- Assignment -
Omitting all images, give the entries that follow again exactly as they read.

--- Source data Enclosed Below ---

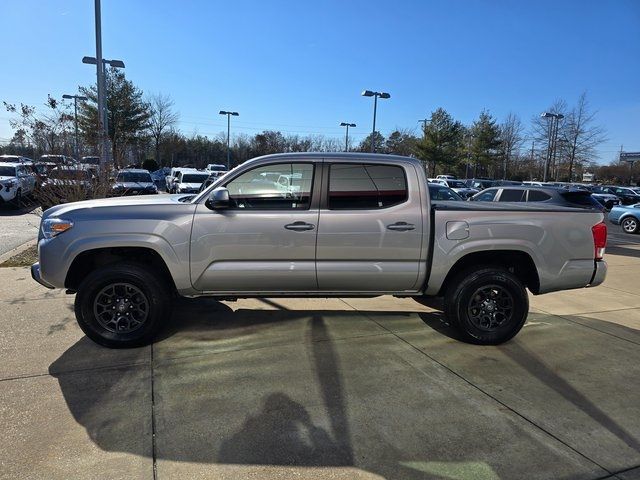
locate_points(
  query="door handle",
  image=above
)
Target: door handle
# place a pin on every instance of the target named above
(401, 227)
(299, 226)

--- End of Enclosed Source data ---

- Written response -
locate_points(
  query="door handle",
  image=above
)
Target: door handle
# place a pin on every instance of the target named above
(401, 227)
(299, 226)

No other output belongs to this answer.